Alıntı:
%%

Tren kazası sonucunda 10 yaşında 2 bacağı da kesilen Sevim Sarısoy (45), ayrıldığı eşinden olan ilköğretim okulu 2. sınıf öğrencisi 9 yaşındaki oğlu Emre´ye bakıyor. Sosyal Yardımlaşma ve Dayanışma Vakfı´ndan 3 ayda bir 700 YTL yardım alan Sevim Sarısoy, engelliler için bir takside çalışarak kendi ihtiyaçlarını karşılamak istiyor. Hayatta kendilerine sahip çıkacak kimsenin bulunmadığını anlatan Sarısoy, "10 yaşında tren kazası geçirdim ve ağabeyimin kucağından düştüm. İsteyerek bilerek olmamış bir şey
ama o zaman her şeyim bitti. Ayaklarımın diz ortalarından aşağısı yok. Ben bir yaşındayken babam ölmüş. Annemde 1994 senesinde hayatını kaybetti. Ailem yok. Çocuğumun babası ile evlendik. Onunla da büyük problemler yaşadık, ayrıldık" dedi.

%%

Verilen Satırlar:

%%

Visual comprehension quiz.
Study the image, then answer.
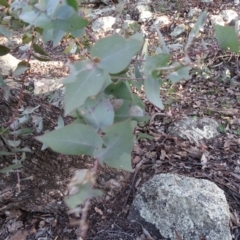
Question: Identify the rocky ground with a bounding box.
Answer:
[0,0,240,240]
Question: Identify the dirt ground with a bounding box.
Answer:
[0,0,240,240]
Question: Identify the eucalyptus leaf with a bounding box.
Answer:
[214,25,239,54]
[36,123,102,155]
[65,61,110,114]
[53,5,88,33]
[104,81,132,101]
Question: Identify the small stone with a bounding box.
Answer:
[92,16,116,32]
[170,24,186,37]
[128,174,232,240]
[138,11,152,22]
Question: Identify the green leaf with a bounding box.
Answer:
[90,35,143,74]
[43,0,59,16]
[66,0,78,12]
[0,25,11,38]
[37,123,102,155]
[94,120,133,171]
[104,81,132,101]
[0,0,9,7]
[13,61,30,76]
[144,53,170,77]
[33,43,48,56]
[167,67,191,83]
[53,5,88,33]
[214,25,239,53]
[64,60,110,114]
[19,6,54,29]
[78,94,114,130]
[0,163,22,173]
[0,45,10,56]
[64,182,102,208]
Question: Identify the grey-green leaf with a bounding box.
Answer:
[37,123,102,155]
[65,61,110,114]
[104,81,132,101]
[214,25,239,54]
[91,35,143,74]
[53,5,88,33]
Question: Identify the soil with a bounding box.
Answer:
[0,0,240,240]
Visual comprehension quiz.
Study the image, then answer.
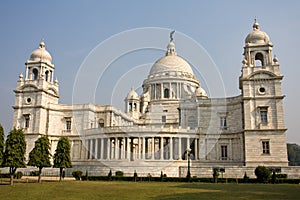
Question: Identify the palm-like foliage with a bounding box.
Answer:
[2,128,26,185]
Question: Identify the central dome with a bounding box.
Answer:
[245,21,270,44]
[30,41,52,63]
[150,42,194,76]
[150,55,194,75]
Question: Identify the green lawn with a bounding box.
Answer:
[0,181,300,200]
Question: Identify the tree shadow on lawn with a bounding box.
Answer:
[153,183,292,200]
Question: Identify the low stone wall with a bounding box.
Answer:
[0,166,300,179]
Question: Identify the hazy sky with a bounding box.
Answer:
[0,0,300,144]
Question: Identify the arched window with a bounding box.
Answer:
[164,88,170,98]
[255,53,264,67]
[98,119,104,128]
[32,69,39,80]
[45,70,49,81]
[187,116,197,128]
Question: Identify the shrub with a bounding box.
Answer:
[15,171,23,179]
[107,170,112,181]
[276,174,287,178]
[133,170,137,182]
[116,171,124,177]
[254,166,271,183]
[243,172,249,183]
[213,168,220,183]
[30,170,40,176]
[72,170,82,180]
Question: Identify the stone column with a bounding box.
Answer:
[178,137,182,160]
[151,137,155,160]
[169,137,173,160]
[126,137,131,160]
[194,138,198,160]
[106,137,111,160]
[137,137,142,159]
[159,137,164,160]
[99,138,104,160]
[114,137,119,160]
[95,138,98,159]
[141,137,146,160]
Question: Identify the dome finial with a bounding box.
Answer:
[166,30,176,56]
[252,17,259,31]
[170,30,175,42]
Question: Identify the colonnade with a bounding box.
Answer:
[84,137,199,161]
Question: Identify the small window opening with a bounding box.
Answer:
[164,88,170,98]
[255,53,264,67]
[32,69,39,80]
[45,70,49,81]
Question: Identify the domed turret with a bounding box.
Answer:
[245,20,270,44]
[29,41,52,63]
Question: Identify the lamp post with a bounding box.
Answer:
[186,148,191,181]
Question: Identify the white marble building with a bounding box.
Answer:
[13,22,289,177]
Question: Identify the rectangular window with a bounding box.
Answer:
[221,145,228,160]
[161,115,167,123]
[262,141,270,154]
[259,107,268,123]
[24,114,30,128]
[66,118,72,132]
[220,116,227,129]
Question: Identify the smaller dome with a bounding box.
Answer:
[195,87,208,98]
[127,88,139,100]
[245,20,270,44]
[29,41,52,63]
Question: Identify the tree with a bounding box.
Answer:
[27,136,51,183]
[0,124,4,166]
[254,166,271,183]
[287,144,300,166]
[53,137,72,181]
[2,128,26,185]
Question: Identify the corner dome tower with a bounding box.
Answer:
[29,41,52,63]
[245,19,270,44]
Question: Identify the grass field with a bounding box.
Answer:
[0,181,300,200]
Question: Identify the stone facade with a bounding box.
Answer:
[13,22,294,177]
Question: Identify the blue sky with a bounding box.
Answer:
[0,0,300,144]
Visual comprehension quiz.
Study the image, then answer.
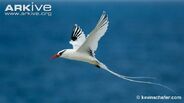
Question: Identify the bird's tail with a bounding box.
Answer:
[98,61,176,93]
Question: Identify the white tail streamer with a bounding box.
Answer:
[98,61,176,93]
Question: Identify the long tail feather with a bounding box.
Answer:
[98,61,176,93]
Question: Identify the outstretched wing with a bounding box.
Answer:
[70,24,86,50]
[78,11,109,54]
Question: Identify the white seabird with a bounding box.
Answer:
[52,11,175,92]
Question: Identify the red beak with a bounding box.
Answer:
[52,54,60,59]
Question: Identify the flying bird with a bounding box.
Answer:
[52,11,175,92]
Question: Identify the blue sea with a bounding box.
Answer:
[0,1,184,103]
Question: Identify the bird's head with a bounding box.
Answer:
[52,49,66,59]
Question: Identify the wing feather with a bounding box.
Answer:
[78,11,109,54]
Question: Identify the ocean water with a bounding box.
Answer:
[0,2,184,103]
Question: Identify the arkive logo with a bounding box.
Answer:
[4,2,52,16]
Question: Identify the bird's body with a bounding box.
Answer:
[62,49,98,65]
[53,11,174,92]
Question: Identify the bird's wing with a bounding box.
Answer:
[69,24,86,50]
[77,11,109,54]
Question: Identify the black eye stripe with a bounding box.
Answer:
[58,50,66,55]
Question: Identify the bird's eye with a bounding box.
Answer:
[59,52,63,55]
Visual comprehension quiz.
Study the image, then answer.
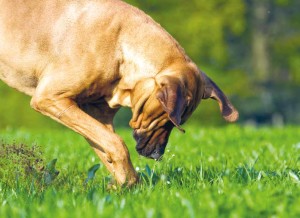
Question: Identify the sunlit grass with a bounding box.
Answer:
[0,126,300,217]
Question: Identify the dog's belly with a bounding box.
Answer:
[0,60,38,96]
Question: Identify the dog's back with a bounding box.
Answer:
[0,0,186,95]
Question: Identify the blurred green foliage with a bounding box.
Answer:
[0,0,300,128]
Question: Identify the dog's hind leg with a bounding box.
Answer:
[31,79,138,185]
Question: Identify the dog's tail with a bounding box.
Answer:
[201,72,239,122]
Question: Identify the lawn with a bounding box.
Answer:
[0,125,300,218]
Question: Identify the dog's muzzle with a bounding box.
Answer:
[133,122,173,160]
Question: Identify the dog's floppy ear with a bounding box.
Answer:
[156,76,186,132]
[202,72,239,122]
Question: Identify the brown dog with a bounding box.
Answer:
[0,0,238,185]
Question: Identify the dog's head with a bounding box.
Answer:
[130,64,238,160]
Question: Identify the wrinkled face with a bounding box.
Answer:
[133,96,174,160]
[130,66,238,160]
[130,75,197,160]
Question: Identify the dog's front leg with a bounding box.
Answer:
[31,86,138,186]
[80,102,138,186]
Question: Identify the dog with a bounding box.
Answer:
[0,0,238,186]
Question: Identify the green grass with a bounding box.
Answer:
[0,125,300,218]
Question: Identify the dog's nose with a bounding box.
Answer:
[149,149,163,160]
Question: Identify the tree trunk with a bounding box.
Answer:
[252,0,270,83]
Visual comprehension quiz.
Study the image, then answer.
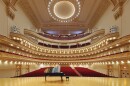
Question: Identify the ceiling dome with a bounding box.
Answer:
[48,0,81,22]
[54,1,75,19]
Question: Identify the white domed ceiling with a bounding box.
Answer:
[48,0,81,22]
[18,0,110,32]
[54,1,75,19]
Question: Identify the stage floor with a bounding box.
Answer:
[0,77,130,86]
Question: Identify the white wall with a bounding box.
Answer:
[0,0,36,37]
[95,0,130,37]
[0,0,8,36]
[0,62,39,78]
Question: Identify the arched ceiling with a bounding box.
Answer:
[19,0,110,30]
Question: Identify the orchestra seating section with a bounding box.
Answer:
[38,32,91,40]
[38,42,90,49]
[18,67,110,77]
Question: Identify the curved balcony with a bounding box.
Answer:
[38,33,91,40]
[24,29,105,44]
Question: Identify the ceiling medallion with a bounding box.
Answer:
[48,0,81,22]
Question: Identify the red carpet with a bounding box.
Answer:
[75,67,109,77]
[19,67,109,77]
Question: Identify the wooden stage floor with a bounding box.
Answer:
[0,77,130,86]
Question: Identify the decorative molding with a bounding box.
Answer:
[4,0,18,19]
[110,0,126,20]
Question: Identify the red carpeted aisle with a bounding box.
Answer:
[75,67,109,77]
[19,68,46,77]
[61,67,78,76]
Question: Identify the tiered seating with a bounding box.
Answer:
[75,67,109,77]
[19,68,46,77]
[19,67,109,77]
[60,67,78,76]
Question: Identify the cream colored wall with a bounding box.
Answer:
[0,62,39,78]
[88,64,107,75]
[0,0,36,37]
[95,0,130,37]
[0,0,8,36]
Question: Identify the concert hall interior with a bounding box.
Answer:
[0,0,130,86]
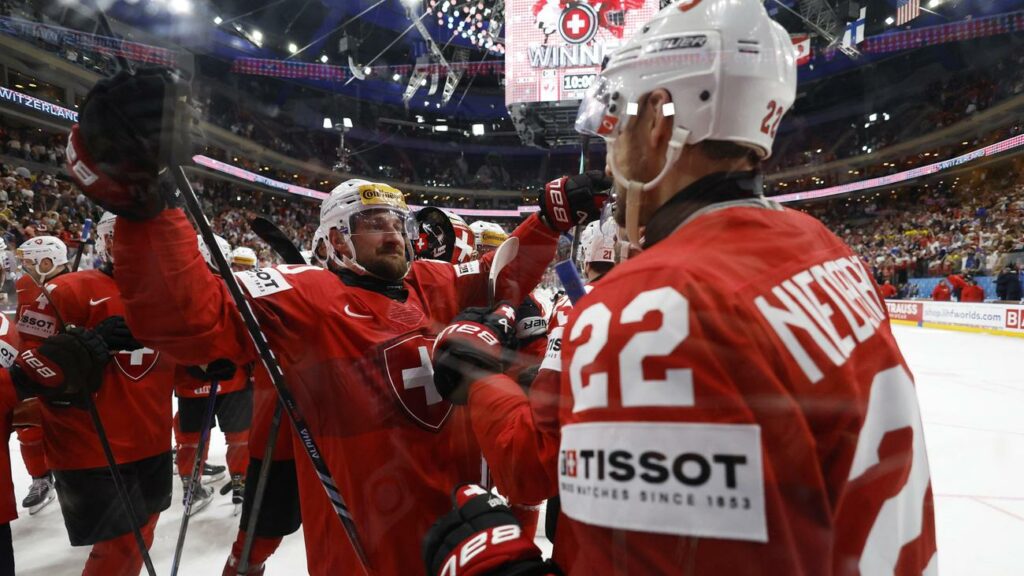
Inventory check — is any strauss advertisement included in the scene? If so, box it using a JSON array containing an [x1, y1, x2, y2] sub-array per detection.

%%

Görev: Sevim Sarısoy'la ilgili alıntıya göre Sarısoy'un Sosyal Yardımlaşma ve Dayanışma Vakfı'ndan ne kadar yardım aldığını yazın.

Yanıt: Üç ayda bir 700 YTL.